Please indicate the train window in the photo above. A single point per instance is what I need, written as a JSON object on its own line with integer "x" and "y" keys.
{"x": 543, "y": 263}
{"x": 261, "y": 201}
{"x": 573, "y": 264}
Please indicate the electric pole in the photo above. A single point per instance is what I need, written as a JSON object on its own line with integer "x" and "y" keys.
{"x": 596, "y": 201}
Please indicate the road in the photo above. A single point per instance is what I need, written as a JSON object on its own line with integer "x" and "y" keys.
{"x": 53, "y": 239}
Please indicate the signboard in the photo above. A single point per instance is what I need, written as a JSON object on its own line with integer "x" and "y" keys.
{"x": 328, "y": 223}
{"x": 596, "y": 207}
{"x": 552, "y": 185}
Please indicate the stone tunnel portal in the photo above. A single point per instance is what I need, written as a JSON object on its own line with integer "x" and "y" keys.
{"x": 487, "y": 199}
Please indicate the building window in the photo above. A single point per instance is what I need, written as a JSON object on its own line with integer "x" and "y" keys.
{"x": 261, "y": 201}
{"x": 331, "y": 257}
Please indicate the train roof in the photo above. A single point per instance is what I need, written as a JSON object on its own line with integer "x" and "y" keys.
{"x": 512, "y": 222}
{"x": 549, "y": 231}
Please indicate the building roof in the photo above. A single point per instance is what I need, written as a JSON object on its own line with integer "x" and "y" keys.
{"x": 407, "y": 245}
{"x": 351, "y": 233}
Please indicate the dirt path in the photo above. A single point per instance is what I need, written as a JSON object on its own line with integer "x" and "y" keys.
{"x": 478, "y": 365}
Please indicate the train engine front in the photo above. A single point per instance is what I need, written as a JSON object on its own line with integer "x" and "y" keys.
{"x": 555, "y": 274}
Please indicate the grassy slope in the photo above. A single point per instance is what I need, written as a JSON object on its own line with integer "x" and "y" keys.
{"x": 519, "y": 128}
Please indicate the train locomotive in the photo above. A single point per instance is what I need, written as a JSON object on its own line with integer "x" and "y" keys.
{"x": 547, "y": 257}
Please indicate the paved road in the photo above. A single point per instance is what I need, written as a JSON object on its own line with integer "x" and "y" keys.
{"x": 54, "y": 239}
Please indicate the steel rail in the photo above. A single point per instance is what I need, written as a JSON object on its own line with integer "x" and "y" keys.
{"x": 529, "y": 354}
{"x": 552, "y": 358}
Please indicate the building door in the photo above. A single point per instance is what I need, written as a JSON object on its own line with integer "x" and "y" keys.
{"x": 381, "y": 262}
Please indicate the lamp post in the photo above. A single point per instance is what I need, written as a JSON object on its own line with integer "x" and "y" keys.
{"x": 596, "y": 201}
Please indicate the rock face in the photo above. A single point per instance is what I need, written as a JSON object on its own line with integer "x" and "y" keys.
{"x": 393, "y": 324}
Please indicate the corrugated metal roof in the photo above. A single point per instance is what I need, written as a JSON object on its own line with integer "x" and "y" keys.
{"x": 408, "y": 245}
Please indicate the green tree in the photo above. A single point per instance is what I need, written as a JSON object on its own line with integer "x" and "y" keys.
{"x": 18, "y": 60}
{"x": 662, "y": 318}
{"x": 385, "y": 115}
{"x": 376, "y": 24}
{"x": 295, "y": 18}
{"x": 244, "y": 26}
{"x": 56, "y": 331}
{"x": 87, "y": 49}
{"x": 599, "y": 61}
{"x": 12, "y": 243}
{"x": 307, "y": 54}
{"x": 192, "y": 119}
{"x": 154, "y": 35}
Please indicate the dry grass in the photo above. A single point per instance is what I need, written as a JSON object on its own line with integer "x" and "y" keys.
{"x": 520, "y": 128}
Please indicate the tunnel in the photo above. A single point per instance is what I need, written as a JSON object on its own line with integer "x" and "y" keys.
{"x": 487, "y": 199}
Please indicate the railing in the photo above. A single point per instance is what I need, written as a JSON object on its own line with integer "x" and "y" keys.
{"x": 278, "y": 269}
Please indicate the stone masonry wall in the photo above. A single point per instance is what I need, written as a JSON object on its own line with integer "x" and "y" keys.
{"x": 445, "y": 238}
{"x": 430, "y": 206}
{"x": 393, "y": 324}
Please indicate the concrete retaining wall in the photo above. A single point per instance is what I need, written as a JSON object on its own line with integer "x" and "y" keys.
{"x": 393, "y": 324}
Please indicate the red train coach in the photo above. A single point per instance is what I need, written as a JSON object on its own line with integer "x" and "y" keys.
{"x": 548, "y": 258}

● ● ● ● ●

Given instruction:
Return each line of the records above exactly as it reads.

Output for this task:
Please indicate the train window in the photo above. A single point per instance is what I need, written as a JSON object on its own line with integer "x" and "y" keys.
{"x": 543, "y": 263}
{"x": 261, "y": 201}
{"x": 573, "y": 264}
Please indicate the electric pole in the photo above. A single point per instance is what I need, written as a JSON object on its own line with integer "x" and "y" keys.
{"x": 596, "y": 201}
Please indicate the road in the photo above. A single point per instance is what I need, written as a JSON object on its own line with integer "x" and "y" keys.
{"x": 53, "y": 239}
Please indicate the signboard in the photo above. A single point per instance is what I need, written as a JSON object on its own line with integer "x" and "y" keys.
{"x": 328, "y": 223}
{"x": 596, "y": 207}
{"x": 552, "y": 185}
Please indicate the stone tunnel portal in the photo above. A single point per instance is what I need, written as a JSON object on its own line with integer "x" and "y" keys.
{"x": 487, "y": 199}
Please indicate the building window in the photo above. A single point per instance is what I need, written as a JSON object on its own line with integer "x" and "y" keys.
{"x": 261, "y": 201}
{"x": 331, "y": 257}
Please indicate the train roof in the photo above. A single point per instance is what I need, written as a JSON object on its own line with integer "x" and "y" keys.
{"x": 512, "y": 222}
{"x": 549, "y": 231}
Please indicate the building roof in the photo above. A single point per instance is what I need, written as a JSON object on its own line with integer "x" and "y" keys.
{"x": 407, "y": 245}
{"x": 351, "y": 233}
Please indicate the dirt path in the photo above. A single point per instance is what I need, written as a JSON object on its own line with integer "x" and "y" keys.
{"x": 478, "y": 365}
Please indicate the train engine front in the photo above. A single point per instance is what I need, written as a JSON object on its own line with integer "x" and "y" keys.
{"x": 555, "y": 274}
Please indicate the grassy slope in the photo above. A single point per instance is what I need, written as a JSON object on its own line with integer "x" and "y" keys.
{"x": 519, "y": 128}
Please indicate the train locomotive in the photo above. A single point per instance is what I need, written as a JSON object on its own line with integer "x" and "y" keys.
{"x": 547, "y": 257}
Please indicate the paved road in the photo above. A single point per instance is what I need, written as a JSON object on its own line with integer "x" and "y" keys.
{"x": 54, "y": 239}
Please indicate the steel rail in the photo above. A single point per instance is what I need, written as a JSON object on its own line with integer "x" and "y" keys.
{"x": 529, "y": 354}
{"x": 552, "y": 358}
Please indicate the building door in the photo above. A single point per instance is what I need, written as a JSON object on its own line with integer "x" and "y" keys.
{"x": 381, "y": 262}
Please indicate the lamp post in the photo above. A single point per instance is what I need, written as a JSON object on its own line with integer "x" and "y" keys.
{"x": 596, "y": 201}
Please indicate the rock face in the photo above. A single point per instance is what I need, written as a JSON object on its own line with integer "x" and "y" keys.
{"x": 393, "y": 324}
Please indicate the corrugated metal roof in the photo above. A single point per instance is what I need, written as a JSON object on its own line with integer "x" and "y" keys.
{"x": 408, "y": 245}
Please indicate the green tree in the photo above. A single point per instance is what I need, written as a JSON object on its own line with integer "x" and "y" keys.
{"x": 18, "y": 60}
{"x": 662, "y": 318}
{"x": 385, "y": 115}
{"x": 376, "y": 24}
{"x": 295, "y": 18}
{"x": 244, "y": 26}
{"x": 56, "y": 331}
{"x": 87, "y": 49}
{"x": 599, "y": 61}
{"x": 12, "y": 243}
{"x": 307, "y": 54}
{"x": 192, "y": 119}
{"x": 154, "y": 35}
Please indicate the dry grass in the photo above. A single point per instance is what I need, written as a JSON object on its own line with integer "x" and "y" keys.
{"x": 520, "y": 128}
Please indicate the tunnel in the photo above. A single point per instance is what I need, written as a JSON object on its own line with integer "x" and "y" keys.
{"x": 487, "y": 199}
Please indicate the railing in the photo above. A single point per instance is what I need, written as a JSON object on its own line with integer "x" and "y" keys.
{"x": 278, "y": 269}
Please indicate the stone masonry wall in the photo above. A single point per instance is what I need, written as a JSON object on its own line with integer "x" and "y" keys.
{"x": 445, "y": 238}
{"x": 430, "y": 206}
{"x": 393, "y": 324}
Please indicate the concrete retaining wall in the photo above. A single point per instance is what I need, written as a JSON object on its own line with integer "x" and "y" keys.
{"x": 393, "y": 324}
Please indicate the red train coach in the photo above. A single point per instance is what I need, written as a JSON object on its own line with integer "x" and "y" keys.
{"x": 548, "y": 258}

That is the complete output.